━━━━━ BRANO DA LEGGERE

La coordinazione dell'azione collettiva non dipende solo da determinate caratteristiche strutturali della società, come ad esempio l'esistenza di reti di relazioni sociali e istituzioni, ma anche dalla fiducia e dalla cooperazione originate da convinzioni comuni oppure, per usare una categoria più ampia, dalle strutture dell'azione collettiva che la giustificano, nobilitano e animano (v. Snow e altri, 1986). Il consenso all'interno di gruppi e istituzioni non si forma solo involontariamente; spesso è attivamente mobilitato da movimenti, partiti, chiese e governi (v. Klandermans, 1988).

━━━━━━━━━━
━━━━━ ESTRATTI DEI DATI

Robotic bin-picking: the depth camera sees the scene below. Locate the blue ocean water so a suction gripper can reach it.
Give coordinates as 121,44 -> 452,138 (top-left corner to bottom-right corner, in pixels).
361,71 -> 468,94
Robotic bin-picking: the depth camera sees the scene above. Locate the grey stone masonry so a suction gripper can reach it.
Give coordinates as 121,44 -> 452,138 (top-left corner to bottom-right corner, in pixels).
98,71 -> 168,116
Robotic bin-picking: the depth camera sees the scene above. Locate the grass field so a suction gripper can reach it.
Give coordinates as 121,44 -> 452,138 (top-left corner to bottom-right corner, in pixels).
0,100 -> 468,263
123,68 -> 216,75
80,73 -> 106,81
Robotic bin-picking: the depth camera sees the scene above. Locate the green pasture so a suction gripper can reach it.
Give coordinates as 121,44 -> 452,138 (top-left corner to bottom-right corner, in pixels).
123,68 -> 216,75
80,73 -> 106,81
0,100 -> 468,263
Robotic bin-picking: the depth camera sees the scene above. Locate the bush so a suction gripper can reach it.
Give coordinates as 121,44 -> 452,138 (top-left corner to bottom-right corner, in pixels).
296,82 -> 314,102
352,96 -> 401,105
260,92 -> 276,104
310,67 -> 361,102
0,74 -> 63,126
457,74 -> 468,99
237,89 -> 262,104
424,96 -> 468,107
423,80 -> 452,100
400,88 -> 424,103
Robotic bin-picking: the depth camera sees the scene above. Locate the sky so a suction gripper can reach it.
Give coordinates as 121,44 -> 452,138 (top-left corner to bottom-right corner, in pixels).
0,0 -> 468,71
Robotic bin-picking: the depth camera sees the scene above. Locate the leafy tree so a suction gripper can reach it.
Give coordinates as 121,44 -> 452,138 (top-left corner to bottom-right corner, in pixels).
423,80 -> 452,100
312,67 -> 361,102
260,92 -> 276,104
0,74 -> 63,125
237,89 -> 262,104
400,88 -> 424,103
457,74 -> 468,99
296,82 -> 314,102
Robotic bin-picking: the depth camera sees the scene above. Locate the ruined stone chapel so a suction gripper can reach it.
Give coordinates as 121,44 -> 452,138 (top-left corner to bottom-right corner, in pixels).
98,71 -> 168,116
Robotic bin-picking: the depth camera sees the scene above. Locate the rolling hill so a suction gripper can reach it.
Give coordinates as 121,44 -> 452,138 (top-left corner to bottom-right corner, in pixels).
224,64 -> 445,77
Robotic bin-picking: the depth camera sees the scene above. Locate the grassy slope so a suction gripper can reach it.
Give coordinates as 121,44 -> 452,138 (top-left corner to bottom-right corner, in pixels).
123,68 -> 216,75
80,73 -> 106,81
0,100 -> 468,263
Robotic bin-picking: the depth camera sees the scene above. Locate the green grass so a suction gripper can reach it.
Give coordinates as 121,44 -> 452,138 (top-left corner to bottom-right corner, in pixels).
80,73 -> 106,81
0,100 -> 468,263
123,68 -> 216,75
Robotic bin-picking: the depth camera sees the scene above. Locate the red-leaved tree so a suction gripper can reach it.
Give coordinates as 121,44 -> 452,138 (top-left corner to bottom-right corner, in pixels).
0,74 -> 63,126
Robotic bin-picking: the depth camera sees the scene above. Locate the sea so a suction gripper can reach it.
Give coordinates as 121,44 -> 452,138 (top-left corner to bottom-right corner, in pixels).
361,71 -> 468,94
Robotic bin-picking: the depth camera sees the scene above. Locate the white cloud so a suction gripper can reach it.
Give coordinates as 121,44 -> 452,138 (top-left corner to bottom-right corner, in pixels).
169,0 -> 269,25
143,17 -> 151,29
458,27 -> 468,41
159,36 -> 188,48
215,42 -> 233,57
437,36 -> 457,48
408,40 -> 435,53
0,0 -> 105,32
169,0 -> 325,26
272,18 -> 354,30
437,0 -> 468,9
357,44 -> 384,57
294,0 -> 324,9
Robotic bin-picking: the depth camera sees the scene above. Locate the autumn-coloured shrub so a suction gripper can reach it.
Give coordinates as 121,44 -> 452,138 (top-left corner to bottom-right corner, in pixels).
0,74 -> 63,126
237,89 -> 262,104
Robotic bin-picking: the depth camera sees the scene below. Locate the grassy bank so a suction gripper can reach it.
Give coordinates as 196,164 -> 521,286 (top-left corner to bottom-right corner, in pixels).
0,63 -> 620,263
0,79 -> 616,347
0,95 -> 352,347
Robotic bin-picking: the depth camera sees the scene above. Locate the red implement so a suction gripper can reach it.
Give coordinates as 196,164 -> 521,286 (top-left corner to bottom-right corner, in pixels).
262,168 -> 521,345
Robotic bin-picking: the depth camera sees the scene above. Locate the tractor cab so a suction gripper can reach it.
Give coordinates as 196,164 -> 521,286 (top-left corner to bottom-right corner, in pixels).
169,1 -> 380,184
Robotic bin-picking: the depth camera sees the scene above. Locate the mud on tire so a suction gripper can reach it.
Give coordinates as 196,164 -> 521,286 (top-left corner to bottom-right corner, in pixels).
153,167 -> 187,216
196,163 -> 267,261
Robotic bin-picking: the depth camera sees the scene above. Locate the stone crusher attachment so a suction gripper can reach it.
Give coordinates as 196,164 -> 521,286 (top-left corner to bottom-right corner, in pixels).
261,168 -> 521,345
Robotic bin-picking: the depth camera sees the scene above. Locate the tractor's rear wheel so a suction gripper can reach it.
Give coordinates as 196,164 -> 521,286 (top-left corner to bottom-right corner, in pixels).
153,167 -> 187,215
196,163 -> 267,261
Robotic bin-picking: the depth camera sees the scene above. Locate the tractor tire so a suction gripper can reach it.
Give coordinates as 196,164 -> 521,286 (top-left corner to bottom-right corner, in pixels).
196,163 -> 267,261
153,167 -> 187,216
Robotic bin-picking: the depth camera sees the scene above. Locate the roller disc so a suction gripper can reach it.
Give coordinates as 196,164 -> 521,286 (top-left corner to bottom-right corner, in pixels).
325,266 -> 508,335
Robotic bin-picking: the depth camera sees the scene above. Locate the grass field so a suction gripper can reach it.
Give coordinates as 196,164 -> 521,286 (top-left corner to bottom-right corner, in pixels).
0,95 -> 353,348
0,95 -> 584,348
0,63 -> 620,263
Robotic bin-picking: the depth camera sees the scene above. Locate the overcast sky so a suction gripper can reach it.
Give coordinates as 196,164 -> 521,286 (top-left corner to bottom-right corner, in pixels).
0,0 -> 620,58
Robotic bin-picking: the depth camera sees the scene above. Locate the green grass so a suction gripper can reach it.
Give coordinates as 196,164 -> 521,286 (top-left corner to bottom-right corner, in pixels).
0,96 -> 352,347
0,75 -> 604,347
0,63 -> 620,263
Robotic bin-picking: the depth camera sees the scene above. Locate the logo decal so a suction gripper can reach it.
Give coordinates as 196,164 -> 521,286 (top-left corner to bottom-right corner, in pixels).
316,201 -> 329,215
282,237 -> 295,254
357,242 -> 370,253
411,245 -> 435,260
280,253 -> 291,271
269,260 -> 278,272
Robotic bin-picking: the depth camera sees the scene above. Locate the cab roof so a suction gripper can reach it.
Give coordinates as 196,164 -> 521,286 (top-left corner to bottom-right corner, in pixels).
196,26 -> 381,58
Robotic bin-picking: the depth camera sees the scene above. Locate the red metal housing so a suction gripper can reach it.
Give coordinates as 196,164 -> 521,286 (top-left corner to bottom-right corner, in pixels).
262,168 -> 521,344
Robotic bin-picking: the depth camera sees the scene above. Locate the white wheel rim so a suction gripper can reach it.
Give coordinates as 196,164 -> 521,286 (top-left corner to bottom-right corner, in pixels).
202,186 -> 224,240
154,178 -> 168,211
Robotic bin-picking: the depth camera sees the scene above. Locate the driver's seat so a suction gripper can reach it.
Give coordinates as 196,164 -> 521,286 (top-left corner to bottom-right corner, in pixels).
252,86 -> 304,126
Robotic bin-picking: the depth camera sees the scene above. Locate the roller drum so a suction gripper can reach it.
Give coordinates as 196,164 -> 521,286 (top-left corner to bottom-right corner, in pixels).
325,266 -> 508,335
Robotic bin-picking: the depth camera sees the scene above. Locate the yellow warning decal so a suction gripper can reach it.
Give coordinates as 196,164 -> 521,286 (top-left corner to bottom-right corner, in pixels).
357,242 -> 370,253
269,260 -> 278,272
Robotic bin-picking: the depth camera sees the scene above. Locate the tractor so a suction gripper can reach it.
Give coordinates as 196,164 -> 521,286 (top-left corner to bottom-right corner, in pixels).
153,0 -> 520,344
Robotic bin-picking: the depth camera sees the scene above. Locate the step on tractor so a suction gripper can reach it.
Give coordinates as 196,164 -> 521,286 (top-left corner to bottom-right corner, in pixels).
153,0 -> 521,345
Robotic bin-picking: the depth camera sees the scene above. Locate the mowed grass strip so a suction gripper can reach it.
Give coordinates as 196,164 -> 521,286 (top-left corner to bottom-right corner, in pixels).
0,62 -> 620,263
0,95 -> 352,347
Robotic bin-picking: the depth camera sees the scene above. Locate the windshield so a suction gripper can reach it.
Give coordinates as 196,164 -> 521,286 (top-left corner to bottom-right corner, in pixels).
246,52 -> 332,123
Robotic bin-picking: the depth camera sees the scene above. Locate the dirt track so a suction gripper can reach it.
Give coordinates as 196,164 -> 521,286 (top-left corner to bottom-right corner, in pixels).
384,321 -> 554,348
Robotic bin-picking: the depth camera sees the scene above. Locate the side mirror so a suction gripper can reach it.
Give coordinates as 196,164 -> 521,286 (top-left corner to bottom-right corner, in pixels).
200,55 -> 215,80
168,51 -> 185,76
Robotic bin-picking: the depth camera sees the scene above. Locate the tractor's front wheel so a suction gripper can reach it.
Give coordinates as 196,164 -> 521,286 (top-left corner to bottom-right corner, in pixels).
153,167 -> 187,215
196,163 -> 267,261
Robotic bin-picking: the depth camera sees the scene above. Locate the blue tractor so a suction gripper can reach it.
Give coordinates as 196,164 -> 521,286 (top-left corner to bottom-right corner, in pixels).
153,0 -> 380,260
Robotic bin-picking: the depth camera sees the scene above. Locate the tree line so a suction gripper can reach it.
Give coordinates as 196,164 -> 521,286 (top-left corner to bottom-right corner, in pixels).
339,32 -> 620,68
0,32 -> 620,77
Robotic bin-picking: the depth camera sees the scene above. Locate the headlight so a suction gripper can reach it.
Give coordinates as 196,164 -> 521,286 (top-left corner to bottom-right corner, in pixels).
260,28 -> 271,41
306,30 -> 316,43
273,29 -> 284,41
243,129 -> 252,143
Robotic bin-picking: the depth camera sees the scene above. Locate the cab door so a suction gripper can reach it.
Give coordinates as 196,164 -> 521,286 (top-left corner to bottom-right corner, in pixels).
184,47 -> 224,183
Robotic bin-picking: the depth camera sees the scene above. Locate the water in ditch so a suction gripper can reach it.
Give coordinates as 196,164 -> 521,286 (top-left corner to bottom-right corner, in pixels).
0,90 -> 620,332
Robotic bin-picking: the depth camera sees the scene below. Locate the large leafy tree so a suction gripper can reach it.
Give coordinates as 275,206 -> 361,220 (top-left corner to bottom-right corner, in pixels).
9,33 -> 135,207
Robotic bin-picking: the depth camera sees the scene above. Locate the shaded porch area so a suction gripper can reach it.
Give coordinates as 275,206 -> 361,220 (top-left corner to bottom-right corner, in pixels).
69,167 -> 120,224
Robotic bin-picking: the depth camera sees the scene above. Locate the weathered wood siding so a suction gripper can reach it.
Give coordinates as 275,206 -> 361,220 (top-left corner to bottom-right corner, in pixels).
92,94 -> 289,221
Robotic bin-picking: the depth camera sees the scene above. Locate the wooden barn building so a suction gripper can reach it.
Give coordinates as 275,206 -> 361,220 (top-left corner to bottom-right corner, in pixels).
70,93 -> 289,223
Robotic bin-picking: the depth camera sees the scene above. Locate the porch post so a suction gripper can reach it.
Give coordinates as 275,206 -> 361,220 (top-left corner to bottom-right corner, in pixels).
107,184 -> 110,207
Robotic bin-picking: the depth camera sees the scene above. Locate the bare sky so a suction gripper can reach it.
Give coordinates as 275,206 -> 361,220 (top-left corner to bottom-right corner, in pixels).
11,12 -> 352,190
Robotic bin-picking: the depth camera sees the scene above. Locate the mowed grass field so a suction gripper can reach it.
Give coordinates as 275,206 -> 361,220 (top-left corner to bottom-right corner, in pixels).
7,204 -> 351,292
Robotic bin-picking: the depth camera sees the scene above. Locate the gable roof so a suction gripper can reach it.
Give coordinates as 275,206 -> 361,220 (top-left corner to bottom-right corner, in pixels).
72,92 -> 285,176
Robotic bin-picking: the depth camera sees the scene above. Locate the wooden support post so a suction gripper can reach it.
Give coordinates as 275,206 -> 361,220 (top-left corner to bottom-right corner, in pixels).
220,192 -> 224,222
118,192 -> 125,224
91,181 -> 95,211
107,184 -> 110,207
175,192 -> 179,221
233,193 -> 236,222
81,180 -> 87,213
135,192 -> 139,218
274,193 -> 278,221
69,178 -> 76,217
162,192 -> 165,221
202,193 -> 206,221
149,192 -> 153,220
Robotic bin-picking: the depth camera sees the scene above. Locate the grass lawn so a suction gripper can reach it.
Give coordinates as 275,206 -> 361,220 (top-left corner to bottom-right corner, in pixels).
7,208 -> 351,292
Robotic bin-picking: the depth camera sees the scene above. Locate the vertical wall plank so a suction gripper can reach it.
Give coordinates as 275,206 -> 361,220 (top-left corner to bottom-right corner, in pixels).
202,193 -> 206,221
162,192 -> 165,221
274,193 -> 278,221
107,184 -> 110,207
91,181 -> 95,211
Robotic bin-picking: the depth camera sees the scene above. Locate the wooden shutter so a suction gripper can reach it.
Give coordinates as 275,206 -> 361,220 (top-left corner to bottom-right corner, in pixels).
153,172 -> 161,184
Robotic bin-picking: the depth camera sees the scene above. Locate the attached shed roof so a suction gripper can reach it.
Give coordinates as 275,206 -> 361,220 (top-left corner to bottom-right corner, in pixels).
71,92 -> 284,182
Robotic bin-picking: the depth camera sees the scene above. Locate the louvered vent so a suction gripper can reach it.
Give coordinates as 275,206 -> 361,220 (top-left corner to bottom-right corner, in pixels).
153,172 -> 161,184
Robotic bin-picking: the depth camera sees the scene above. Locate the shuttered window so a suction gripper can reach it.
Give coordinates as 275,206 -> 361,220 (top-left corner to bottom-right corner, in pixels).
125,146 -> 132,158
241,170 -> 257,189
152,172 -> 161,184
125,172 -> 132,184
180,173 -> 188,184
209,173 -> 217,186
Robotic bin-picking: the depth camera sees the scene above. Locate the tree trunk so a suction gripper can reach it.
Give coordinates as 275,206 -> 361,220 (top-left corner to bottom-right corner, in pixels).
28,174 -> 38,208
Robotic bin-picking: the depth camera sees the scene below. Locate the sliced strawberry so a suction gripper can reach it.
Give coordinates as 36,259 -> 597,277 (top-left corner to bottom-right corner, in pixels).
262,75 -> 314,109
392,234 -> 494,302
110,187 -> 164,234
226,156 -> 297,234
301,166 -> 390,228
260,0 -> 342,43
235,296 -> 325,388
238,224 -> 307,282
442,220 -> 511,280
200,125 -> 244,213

━━━━━━━━━━

CONSEGNE =
1 > Riproduca fedelmente il brano sull'azione collettiva da "La coordinazione dell'azione" a "(v. Klandermans, 1988).".
2 > Secondo il brano sull'azione collettiva, da chi viene spesso mobilitato attivamente il consenso all'interno di gruppi e istituzioni?
3 > In base al brano sull'azione collettiva, spieghi perché la coordinazione dell'azione collettiva non dipende soltanto dalle caratteristiche strutturali della società.
I dati non hanno alcun ruolo in questo lavoro.

RISPOSTE =
1 >
La coordinazione dell'azione collettiva non dipende solo da determinate caratteristiche strutturali della società, come ad esempio l'esistenza di reti di relazioni sociali e istituzioni, ma anche dalla fiducia e dalla cooperazione originate da convinzioni comuni oppure, per usare una categoria più ampia, dalle strutture dell'azione collettiva che la giustificano, nobilitano e animano (v. Snow e altri, 1986). Il consenso all'interno di gruppi e istituzioni non si forma solo involontariamente; spesso è attivamente mobilitato da movimenti, partiti, chiese e governi (v. Klandermans, 1988).

2 > Da movimenti, partiti, chiese e governi.

3 > Dipende anche dalla fiducia e dalla cooperazione che nascono da convinzioni comuni. In termini più ampi, dipende dalle strutture dell'azione collettiva che la giustificano, la nobilitano e la animano.